What to do:
Output the lines below as a Markdown table with the columns "No." and "Line", where "No." holds the row number and "Line" holds the line. Skip blank lines and leave the pictures out.

=== Excerpted data ===

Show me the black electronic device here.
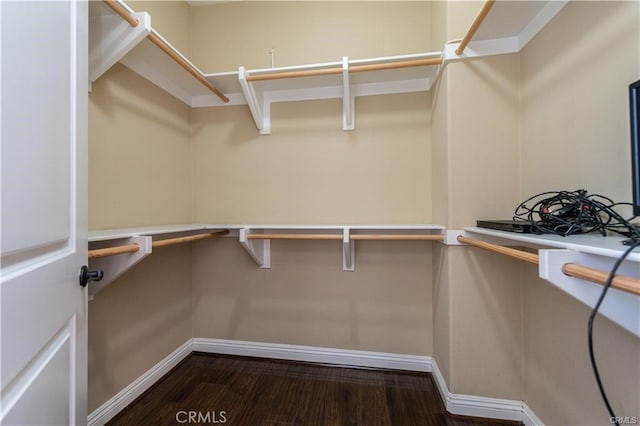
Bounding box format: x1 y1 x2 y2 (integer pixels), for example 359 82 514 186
476 220 533 234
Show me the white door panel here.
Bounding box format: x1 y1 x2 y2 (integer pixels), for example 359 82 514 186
2 1 75 254
0 0 88 425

===

Solution to the problem:
| No. | Line |
|---|---|
| 1 | Show me the black electronic device here. |
| 2 | Bounding box format: x1 y1 x2 y2 (integer pixels), for example 359 82 514 186 |
| 3 | 476 220 533 234 |
| 4 | Show me the white door panel here. |
| 5 | Bounding box format: x1 y1 x2 y2 (integer pixels), for example 359 82 514 186 |
| 6 | 2 1 75 254 |
| 7 | 0 0 88 425 |